>> start Records to use
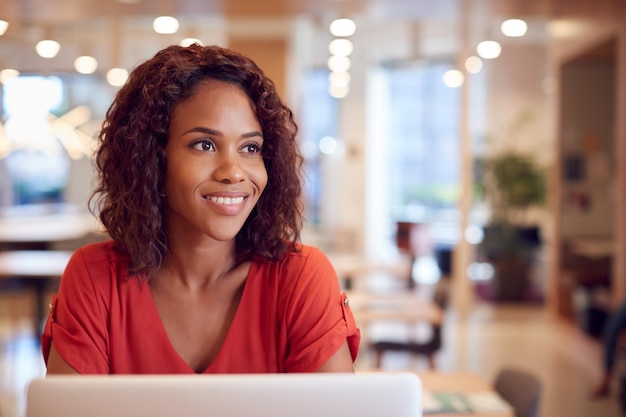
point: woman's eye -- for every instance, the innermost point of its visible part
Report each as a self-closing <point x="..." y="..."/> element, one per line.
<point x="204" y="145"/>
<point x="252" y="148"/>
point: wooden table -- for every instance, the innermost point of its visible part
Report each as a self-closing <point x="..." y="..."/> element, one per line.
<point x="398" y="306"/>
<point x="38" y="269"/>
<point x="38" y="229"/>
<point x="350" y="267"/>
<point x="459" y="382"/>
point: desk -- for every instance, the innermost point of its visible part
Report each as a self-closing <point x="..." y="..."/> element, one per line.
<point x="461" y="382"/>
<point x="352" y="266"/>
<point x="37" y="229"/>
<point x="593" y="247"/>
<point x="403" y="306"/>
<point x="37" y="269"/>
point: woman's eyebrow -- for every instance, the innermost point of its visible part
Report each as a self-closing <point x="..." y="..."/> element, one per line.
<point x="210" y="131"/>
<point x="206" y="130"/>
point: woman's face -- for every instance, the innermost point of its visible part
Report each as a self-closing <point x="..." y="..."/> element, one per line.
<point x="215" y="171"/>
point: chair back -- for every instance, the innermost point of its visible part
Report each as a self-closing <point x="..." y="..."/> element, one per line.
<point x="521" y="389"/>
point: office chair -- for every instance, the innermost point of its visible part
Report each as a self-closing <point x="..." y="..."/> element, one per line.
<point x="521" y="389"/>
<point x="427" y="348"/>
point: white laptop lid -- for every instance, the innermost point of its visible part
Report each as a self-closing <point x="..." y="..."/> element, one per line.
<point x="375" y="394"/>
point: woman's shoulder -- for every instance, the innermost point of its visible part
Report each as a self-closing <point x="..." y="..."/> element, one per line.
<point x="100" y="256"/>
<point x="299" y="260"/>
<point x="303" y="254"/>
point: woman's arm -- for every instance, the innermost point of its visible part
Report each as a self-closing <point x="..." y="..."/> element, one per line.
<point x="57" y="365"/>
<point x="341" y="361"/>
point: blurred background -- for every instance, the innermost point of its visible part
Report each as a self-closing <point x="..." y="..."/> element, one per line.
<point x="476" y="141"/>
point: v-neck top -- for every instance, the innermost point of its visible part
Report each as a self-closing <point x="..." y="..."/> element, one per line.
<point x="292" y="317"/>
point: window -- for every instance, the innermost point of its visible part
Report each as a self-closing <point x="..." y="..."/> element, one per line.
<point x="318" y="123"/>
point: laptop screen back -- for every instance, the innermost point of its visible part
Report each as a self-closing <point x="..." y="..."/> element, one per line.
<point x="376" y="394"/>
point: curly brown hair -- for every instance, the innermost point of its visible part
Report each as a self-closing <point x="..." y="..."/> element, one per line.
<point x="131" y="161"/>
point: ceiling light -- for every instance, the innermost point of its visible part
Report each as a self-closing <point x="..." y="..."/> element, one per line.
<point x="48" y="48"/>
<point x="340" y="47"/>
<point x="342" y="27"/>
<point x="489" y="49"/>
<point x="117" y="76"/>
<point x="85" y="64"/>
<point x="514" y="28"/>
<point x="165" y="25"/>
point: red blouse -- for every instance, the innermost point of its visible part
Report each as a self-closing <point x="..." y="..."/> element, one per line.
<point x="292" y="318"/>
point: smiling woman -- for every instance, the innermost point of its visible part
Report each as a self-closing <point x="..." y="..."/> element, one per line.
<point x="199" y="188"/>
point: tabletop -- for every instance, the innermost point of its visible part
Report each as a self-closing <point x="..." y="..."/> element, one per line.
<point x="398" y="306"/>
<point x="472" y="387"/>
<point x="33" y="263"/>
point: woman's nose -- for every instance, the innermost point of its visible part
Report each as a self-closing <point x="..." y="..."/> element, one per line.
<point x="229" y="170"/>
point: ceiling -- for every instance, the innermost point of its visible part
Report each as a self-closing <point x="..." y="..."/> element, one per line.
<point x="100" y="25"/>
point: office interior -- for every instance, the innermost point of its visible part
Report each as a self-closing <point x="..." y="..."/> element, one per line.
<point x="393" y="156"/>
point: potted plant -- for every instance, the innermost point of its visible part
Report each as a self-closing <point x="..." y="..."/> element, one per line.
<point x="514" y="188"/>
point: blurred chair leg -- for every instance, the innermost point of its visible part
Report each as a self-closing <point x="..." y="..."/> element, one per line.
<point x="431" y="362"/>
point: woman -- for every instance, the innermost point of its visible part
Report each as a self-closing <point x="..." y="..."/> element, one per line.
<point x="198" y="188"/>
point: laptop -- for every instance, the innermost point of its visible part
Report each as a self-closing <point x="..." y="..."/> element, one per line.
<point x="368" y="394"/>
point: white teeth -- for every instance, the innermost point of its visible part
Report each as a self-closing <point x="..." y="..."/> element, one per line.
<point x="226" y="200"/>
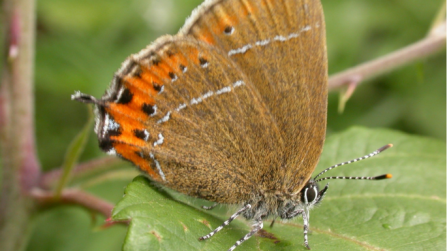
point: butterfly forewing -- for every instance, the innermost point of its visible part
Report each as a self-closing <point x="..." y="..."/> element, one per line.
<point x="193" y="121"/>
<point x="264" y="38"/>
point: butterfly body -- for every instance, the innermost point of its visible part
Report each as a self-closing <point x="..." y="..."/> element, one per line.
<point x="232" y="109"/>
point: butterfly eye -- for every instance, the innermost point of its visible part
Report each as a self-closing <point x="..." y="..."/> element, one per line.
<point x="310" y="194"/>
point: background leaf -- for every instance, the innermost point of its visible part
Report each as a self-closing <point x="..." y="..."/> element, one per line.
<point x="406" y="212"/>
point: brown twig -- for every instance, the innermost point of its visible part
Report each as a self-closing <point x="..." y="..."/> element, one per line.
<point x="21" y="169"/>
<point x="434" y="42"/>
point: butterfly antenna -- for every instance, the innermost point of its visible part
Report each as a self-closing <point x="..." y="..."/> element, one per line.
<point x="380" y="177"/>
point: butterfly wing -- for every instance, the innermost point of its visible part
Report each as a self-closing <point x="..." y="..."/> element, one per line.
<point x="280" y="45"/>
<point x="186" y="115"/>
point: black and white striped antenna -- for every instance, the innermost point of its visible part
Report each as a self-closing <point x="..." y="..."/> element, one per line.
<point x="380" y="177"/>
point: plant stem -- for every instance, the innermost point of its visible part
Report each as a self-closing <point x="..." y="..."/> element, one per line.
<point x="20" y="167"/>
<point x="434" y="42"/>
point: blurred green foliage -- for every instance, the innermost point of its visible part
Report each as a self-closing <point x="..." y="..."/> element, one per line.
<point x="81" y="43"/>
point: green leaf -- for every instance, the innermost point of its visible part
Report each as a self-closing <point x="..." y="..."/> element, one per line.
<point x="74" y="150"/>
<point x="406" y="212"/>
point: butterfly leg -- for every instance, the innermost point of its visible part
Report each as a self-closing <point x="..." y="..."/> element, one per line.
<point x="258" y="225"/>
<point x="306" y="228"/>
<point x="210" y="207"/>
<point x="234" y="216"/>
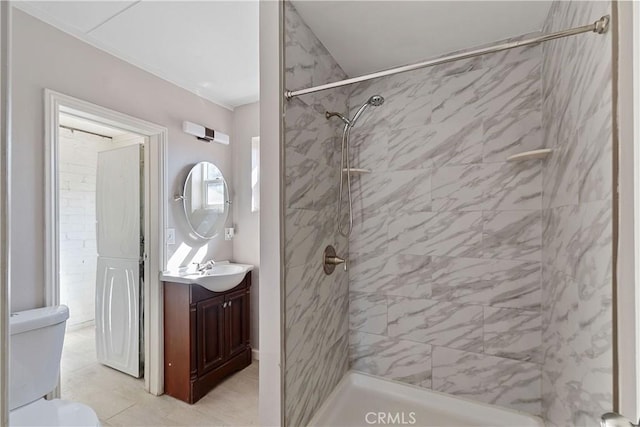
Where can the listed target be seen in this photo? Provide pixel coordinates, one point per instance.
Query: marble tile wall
>> end Records to use
Pictures don't belong in the copy. Restate all the entries exactly.

point: woman's eye -- for every instance, the innermost point of its visible part
Report each as a self-closing <point x="..." y="..."/> element, one per line.
<point x="204" y="145"/>
<point x="252" y="148"/>
point: wooden table -- for every instance, the innermost point of its visible part
Report each as a self-closing <point x="..." y="..."/> element, one per line.
<point x="398" y="306"/>
<point x="38" y="269"/>
<point x="38" y="229"/>
<point x="350" y="267"/>
<point x="459" y="382"/>
point: desk -- for every instance, the innermost point of its visible part
Report each as a self-closing <point x="..." y="..."/> element, one per line.
<point x="461" y="382"/>
<point x="352" y="266"/>
<point x="37" y="229"/>
<point x="593" y="247"/>
<point x="403" y="306"/>
<point x="37" y="269"/>
point: woman's eyebrow -- for every instance, the innermost point of its visible part
Report each as a self-closing <point x="..." y="..."/> element, one per line.
<point x="210" y="131"/>
<point x="206" y="130"/>
point: woman's face -- for every instance, the innermost point of its visible part
Report each as a self-closing <point x="..." y="..."/> element, one per line.
<point x="215" y="171"/>
point: chair back -- for every instance, the innermost point of its visible part
Report each as a self-closing <point x="..." y="..."/> element, one per line.
<point x="521" y="389"/>
point: office chair -- for every instance, the innermost point of its visible part
Report each as a self-closing <point x="..." y="..."/> element, one per line.
<point x="521" y="389"/>
<point x="427" y="348"/>
point: white laptop lid -- for every instance, the innermost point of its visible part
Report each as a self-closing <point x="..." y="..."/> element, one per line.
<point x="375" y="394"/>
point: woman's shoulder -- for every instance, the innermost point of its visible part
Report each as a self-closing <point x="..." y="..."/> element, one per line.
<point x="100" y="256"/>
<point x="299" y="260"/>
<point x="303" y="254"/>
point: woman's arm -- for every instance, the innermost point of its visible part
Report each as a self-closing <point x="..." y="..."/> element, one per line.
<point x="57" y="365"/>
<point x="341" y="361"/>
point: blurred background -- for every instance, the innermost point of its visible part
Report each as a self-closing <point x="..." y="..."/> element, one per line.
<point x="476" y="141"/>
point: v-neck top -- for every instance, the innermost point of its visible part
Report each as a self-closing <point x="..." y="..."/> element, one per line.
<point x="292" y="317"/>
point: window -- for every instance, the innermost point of its visible part
Report each as a self-closing <point x="..." y="..."/> element, one per line.
<point x="318" y="123"/>
point: laptop screen back -- for every instance, the innermost point of its visible part
Report each as a self-closing <point x="..." y="..."/> element, one per line.
<point x="376" y="394"/>
point: curly brown hair -- for every instance, the innermost point of its visible part
Report each as a self-closing <point x="..." y="..."/> element, one per line.
<point x="131" y="161"/>
point: ceiling light -- for every instance, the innermost point of its visible part
Report each as a self-closing <point x="..." y="..."/> element, one per line.
<point x="48" y="48"/>
<point x="340" y="47"/>
<point x="342" y="27"/>
<point x="489" y="49"/>
<point x="117" y="76"/>
<point x="85" y="64"/>
<point x="514" y="28"/>
<point x="165" y="25"/>
point: red blouse -- for every instance, the innermost point of its visible part
Report each as a self-closing <point x="..." y="..."/> element, one per line.
<point x="292" y="318"/>
point: smiling woman -- for every instance, the innermost point of its visible part
Report each as a self-closing <point x="..." y="..."/> element, one per line.
<point x="199" y="188"/>
point: tabletop -- for every instance, the innermost point of its visible part
Report each as a self-closing <point x="..." y="..."/> element, one per line.
<point x="398" y="306"/>
<point x="472" y="387"/>
<point x="33" y="263"/>
point: woman's nose -- for every instance, the innermost point of its visible part
Report each as a self-closing <point x="..." y="..."/> element, one per line.
<point x="229" y="170"/>
point: ceiling -- for every instance, the innermost point of its visible part
Report each as a self-closing <point x="..." y="..."/> element, one per line.
<point x="100" y="25"/>
point: office interior -- for every instance, the innermost point of its visible part
Report each as a self-closing <point x="..." y="..."/> element, one per line.
<point x="393" y="156"/>
point: potted plant -- for every instance, the innermost point of its visible part
Report each as a self-closing <point x="..." y="..."/> element, one per line.
<point x="514" y="188"/>
point: blurred chair leg -- for every instance, the innermost point of its visible part
Report each as a self-closing <point x="..." y="..."/> element, one per line.
<point x="431" y="362"/>
point: woman -- for every instance, the innermost point of its visible part
Report each as a self-closing <point x="..." y="..."/> element, one per line.
<point x="198" y="188"/>
point: laptop -- for every instance, the innermost point of its visible part
Report each as a self-closing <point x="..." y="..."/> element, one per line.
<point x="368" y="394"/>
point: white teeth -- for every instance, the innermost point of its visible part
Report each as a self-closing <point x="..." y="..."/> element, one per line.
<point x="226" y="200"/>
point: butterfly forewing -- for every instance, the innermost point of its visible part
Report each as a self-closing <point x="..." y="..."/> element, one per line.
<point x="193" y="121"/>
<point x="264" y="38"/>
point: butterfly body -- for every instance, the innermost point of its visible part
Report each as a self-closing <point x="..." y="..."/> element, one per line.
<point x="232" y="109"/>
point: butterfly eye -- for every instance, the innermost point of its visible part
Report each as a self-closing <point x="..." y="..."/> element, one per line.
<point x="310" y="194"/>
point: background leaf -- for every instance, the innermost point of its visible part
Report each as a self-closing <point x="..." y="..."/> element, one per line.
<point x="406" y="212"/>
point: brown twig -- for every instance, the innermost point of its visible part
Report each as a self-closing <point x="..." y="..."/> element, one per line.
<point x="21" y="169"/>
<point x="434" y="42"/>
point: butterfly antenna -- for every instance, the innermost point of its visible part
Report each as a self-closing <point x="..." y="..."/> element, one per line.
<point x="380" y="177"/>
point: butterfly wing -- for every instance, the innermost point of its visible part
Report each as a self-closing <point x="..." y="..."/> element, one per line.
<point x="280" y="45"/>
<point x="186" y="115"/>
point: black and white striped antenna -- for every instance, the innermost point of its visible part
Report each as a self-closing <point x="..." y="..."/> element, one per line.
<point x="380" y="177"/>
point: plant stem -- for every instance, the innermost point of its visible part
Report each as a self-closing <point x="..." y="..."/> element, one per line.
<point x="20" y="167"/>
<point x="434" y="42"/>
point: blurred green foliage -- for every instance, the innermost point of its visible part
Report each as a self-closing <point x="..." y="..."/> element, one per line.
<point x="81" y="43"/>
point: green leaf -- for every instance, the innermost point of its visible part
Report each as a self-closing <point x="..." y="..."/> element, one per line.
<point x="74" y="150"/>
<point x="406" y="212"/>
point: butterfly leg -- for every instance, the innermost point of its visible part
Report each as a self-closing <point x="..." y="..."/> element, one per line.
<point x="258" y="225"/>
<point x="306" y="228"/>
<point x="210" y="207"/>
<point x="234" y="216"/>
Where can the listed target be seen in this photo? Provide pixel coordinates, one point per instance.
Query: marble tile wall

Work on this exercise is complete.